## The problem
Please state how many of the lines below contain the string "segment", where case counts. Reply with the number alone.

## Exercise data
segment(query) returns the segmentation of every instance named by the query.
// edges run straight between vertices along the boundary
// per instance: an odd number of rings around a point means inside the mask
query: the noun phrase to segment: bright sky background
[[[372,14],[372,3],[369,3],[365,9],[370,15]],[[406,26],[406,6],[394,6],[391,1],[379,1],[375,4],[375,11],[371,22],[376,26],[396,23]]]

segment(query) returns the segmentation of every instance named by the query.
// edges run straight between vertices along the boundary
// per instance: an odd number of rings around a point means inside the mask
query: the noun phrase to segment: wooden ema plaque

## Exercise output
4